↓

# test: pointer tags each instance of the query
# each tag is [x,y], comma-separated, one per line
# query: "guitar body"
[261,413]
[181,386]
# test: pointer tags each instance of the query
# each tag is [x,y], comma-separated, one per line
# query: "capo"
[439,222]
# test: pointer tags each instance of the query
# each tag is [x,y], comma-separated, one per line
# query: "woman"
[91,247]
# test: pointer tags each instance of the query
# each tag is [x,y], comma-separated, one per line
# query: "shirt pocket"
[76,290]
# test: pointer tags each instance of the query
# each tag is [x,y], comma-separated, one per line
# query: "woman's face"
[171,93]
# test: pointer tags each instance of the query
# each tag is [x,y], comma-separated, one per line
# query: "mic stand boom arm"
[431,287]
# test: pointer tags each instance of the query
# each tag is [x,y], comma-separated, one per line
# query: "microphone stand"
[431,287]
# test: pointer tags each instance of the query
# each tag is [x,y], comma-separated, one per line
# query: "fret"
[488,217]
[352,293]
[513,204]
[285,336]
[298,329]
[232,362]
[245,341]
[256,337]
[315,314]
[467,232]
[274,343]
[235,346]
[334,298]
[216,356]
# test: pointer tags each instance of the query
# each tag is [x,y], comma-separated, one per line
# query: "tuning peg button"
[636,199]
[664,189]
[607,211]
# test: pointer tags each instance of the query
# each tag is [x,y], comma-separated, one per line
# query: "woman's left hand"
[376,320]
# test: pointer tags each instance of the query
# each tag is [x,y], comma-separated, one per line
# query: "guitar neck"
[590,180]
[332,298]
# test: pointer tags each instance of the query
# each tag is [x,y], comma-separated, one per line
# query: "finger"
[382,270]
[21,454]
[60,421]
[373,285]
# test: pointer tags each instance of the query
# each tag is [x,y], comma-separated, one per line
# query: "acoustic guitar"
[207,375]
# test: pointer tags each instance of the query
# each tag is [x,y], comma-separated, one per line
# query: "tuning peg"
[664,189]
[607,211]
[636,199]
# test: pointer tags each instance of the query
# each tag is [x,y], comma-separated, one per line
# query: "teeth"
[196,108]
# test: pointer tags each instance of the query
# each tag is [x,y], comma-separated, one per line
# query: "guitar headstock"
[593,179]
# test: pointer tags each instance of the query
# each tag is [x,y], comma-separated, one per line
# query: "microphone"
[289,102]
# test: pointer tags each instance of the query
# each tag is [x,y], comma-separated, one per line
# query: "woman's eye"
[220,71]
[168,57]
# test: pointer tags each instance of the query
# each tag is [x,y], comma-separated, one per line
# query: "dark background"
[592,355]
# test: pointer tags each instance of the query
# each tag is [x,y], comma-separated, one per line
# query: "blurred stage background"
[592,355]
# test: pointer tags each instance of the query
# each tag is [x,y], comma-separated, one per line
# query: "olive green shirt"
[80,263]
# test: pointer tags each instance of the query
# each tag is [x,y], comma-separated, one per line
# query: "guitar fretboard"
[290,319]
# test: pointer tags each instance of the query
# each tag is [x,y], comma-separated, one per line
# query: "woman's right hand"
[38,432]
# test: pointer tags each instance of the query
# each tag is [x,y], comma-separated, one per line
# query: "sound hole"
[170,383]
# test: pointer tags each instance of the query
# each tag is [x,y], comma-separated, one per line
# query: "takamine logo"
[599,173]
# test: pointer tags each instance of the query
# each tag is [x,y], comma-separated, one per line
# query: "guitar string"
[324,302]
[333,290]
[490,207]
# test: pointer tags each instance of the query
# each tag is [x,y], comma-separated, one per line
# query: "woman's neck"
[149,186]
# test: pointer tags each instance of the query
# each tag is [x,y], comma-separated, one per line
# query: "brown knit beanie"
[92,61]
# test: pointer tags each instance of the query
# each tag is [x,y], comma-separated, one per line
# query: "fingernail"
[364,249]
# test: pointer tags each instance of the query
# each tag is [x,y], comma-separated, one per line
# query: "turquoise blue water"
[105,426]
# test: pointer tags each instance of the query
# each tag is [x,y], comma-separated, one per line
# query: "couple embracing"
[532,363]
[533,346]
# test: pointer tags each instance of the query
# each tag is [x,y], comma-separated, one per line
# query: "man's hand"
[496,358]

↑

§ **Required task**: Each entry above is to be printed again exactly.

§ **Reply to the exercise**:
# test: pointer tags each instance of the query
# each tag is [x,y], comma-separated, one per line
# query: "guitar body"
[261,413]
[181,386]
# test: pointer tags each instance of the query
# each tag is [x,y], comma-separated, one per line
# query: "capo"
[439,222]
# test: pointer tags each instance of the query
# each tag is [x,y], comma-separated, one per line
# query: "woman"
[91,247]
# test: pointer tags each instance of the query
# each tag is [x,y], comma-separated, one per line
# query: "shirt pocket"
[76,290]
# test: pointer tags each instance of the query
# each tag is [x,y], comma-separated, one per line
# query: "woman's face"
[171,93]
# test: pointer tags each instance of the query
# each tag is [x,y], comma-separated, one per line
# query: "mic stand boom arm"
[431,287]
# test: pointer tags each instance of the query
# each tag is [x,y], comma-separated, one per line
# query: "microphone stand"
[431,287]
# test: pointer tags each instance of the query
# each tag is [x,y], comma-separated, one per line
# query: "fret"
[488,217]
[352,293]
[513,204]
[285,336]
[298,329]
[232,362]
[245,341]
[256,337]
[315,314]
[467,232]
[274,343]
[235,346]
[334,298]
[216,356]
# test: pointer tags each instance of the query
# each tag is [x,y], comma-separated, one per line
# query: "tuning peg button"
[636,199]
[664,189]
[607,211]
# test: pointer tags each instance of the query
# each tag is [x,y], comma-separated, one per line
# query: "woman's left hand"
[376,320]
# test: pointer tags each instance of the query
# each tag is [x,y], comma-separated, one per line
# query: "guitar neck"
[590,180]
[332,298]
# test: pointer tags each instance of the query
# each tag is [x,y], comma-separated, one per line
# query: "finger"
[382,270]
[21,454]
[60,421]
[373,285]
# test: pointer tags each instance of the query
# each tag is [x,y], comma-separated, one per line
# query: "acoustic guitar"
[207,375]
# test: pointer tags each instance of the query
# each tag is [x,y], comma-separated, one per line
# query: "tuning peg"
[664,189]
[607,211]
[636,199]
# test: pointer tags each instance of the query
# each tag is [x,y], comma-separated, one per line
# query: "teeth"
[196,108]
# test: pointer tags each instance of the query
# each tag is [x,y], comma-separated, one per line
# query: "guitar headstock"
[593,179]
# test: pointer tags each instance of the query
# each tag is [x,y], comma-separated, one per line
# query: "microphone"
[289,102]
# test: pointer tags each instance of the query
# each tag is [x,y], comma-separated, one per line
# query: "woman's eye"
[220,71]
[168,57]
# test: pointer tags each instance of the query
# each tag is [x,y], comma-separated, one per line
# query: "dark background"
[592,355]
# test: pointer tags each instance of the query
# each tag is [x,y], comma-separated, one per line
# query: "blurred stage background"
[592,355]
# test: pointer tags each instance of the query
# each tag is [x,y], comma-separated, one per line
# query: "olive green shirt"
[80,263]
# test: pointer tags each instance of the query
# each tag is [x,y], comma-separated, one per line
# query: "guitar fretboard"
[290,319]
# test: pointer tags each instance of the query
# each tag is [x,y], comma-separated, one per line
# query: "woman's right hand"
[38,432]
# test: pointer tags each instance of the query
# each tag is [x,y], comma-separated, one per line
# query: "sound hole"
[170,383]
# test: pointer tags each instance of the query
# each tag is [x,y], comma-separated, one per line
# query: "takamine logo"
[599,173]
# test: pointer tags each instance of the query
# each tag is [x,y], comma-separated, one per line
# query: "guitar string"
[324,302]
[333,290]
[490,207]
# test: pointer tags each instance of the query
# each tag is [x,y], comma-separated, one per line
# query: "woman's neck"
[149,186]
# test: pointer tags each instance of the query
# each tag is [x,y], comma-separated, one per line
# query: "brown knit beanie"
[92,61]
# test: pointer tags each instance of the query
# each tag is [x,y], comma-separated, one per line
# query: "fingernail"
[364,249]
# test: pointer tags each instance of the query
# each tag is [x,y], comma-separated, one per line
# query: "turquoise blue water"
[105,426]
# test: pointer tags each instance of the query
# each tag is [x,y], comma-separated, one per line
# query: "couple embracing"
[532,363]
[533,346]
# test: pointer tags each instance of the query
# each tag is [x,y], comma-separated, one per line
# query: "man's hand"
[496,358]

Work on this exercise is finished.